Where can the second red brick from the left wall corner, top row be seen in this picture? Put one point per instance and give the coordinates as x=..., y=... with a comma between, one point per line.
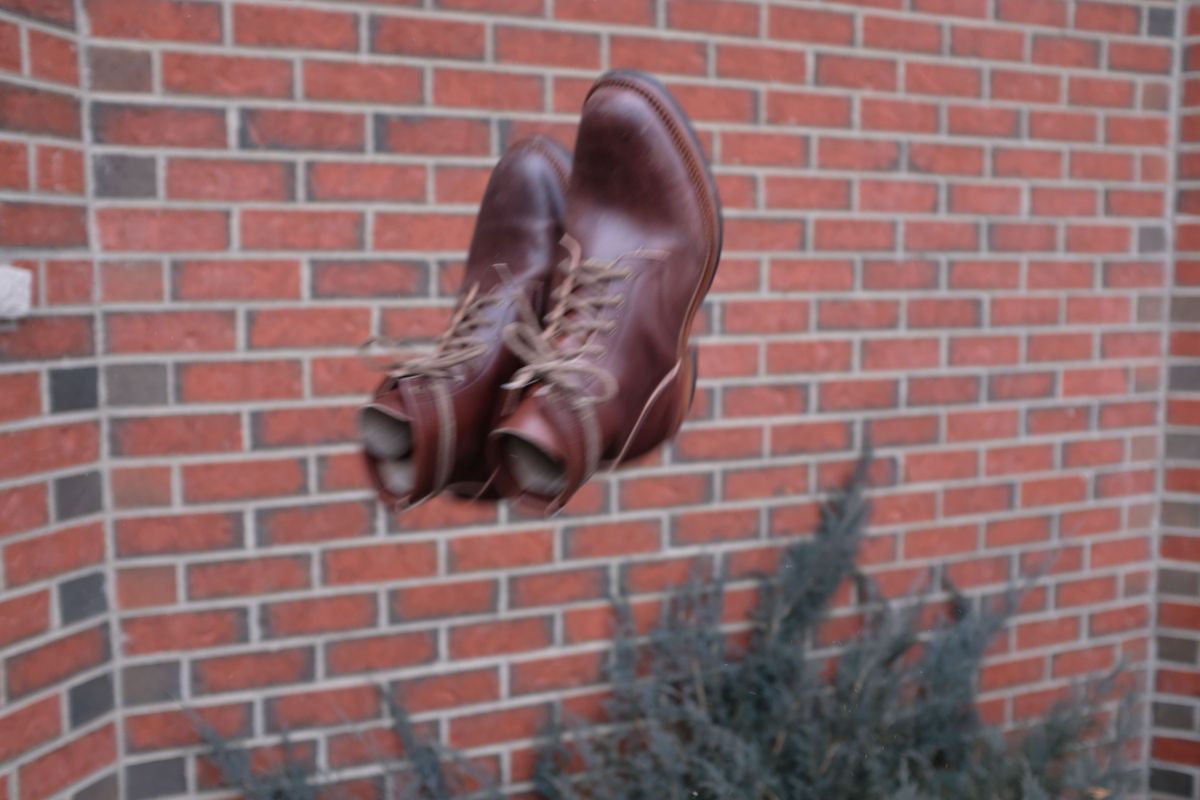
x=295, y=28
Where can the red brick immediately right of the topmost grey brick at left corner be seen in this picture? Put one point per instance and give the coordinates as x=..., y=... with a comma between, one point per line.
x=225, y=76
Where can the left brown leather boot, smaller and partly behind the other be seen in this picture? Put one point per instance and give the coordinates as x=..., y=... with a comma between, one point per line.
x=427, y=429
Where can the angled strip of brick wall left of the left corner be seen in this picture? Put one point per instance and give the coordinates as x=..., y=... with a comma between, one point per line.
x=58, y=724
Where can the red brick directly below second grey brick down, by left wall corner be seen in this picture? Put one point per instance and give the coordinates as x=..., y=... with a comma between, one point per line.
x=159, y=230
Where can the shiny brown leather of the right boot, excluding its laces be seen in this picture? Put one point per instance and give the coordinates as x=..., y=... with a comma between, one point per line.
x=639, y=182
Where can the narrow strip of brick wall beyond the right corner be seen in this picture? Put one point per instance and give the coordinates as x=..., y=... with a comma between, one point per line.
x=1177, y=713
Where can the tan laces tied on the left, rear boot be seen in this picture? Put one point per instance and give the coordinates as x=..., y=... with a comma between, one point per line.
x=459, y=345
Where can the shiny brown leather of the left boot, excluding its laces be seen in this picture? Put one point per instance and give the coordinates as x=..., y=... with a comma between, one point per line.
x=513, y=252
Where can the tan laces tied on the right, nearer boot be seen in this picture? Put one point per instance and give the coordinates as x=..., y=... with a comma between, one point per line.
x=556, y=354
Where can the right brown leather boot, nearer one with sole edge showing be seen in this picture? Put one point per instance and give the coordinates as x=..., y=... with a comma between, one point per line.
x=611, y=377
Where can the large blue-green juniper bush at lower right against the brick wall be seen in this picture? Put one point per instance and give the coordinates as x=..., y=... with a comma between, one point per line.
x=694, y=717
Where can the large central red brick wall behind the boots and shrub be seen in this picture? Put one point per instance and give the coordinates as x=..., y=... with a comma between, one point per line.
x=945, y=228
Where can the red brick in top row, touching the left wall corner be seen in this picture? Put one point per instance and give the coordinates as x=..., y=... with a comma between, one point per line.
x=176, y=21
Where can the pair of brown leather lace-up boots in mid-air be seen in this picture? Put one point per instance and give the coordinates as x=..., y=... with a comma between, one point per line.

- **Task directions**
Once the pictures are set aside, give the rest of the listing again exactly.

- **Solution for this task**
Where can the second red brick from the left wall corner, top row be seen in this picture? Put one point per instance and give the coordinates as x=..., y=... with a comma between, one point per line.
x=295, y=28
Where can the red brick immediately right of the topmost grey brick at left corner be seen in this picture? Put one point per instance and give the coordinates as x=..., y=... with a comma between, one point per line.
x=225, y=76
Where can the left brown leather boot, smaller and partly behind the other be seen in this picture? Put one point per instance and give the coordinates as x=..., y=... with a comma between, one point per line.
x=427, y=429
Where can the angled strip of brick wall left of the left corner be seen in this picture? Put one point per instance and give the coordinates as x=..., y=... with a comma between, one point per line.
x=58, y=724
Where can the red brick directly below second grey brick down, by left wall corner be seen in this picture? Put one point per instance and give the coordinates as x=..., y=... with a comma between, one point per line.
x=159, y=230
Where can the shiny brown leather of the right boot, excluding its laces be seen in this picture? Put one point per instance and give the coordinates as x=..., y=... with a comma between, one point per line.
x=639, y=182
Where can the narrow strip of brick wall beyond the right corner be seen in this picture? Put one point per instance and give the coordinates as x=..., y=... with a comma between, one point per line.
x=1177, y=713
Where can the tan laces tied on the left, rear boot be seen in this picture? Put one point per instance and give the coordinates as x=..., y=... with a comma between, one point per line.
x=459, y=345
Where can the shiny brown leather of the left boot, excluding its laces be seen in this picture? Put one point per instance and give the coordinates as x=..., y=... with a comma between, one point per line.
x=513, y=252
Where can the tan laces tied on the right, nearer boot be seen in this picture? Put one point per instance and give the coordinates as x=..., y=... with a comma between, one point per line.
x=556, y=354
Where can the right brown leather boot, nearer one with sole edge showing be seen in this picture? Put one point per instance and give the coordinates as x=..., y=... with a comma between, one point per line.
x=611, y=377
Where can the large blue-green juniper bush at lower right against the brick wall be seen in this picture? Put one point per instance and give the coordinates as x=..., y=... with a comma between, one point per line.
x=694, y=717
Where can the large central red brick wall behind the boots and shrub be seen in this picture? Put one point per instance and give the coordinates as x=..., y=... with a comma between, one point per line.
x=945, y=228
Where can the red brick in top row, touching the left wall corner be seen in this picture? Put one point per instance and give the coordinates as x=..., y=... with a comma between, one point per line.
x=176, y=21
Where can the pair of brown leather lace-up boots in mid-air be seen in this picture? Put one point per instance and give the coordinates as x=..., y=... with a comma between, one point per line.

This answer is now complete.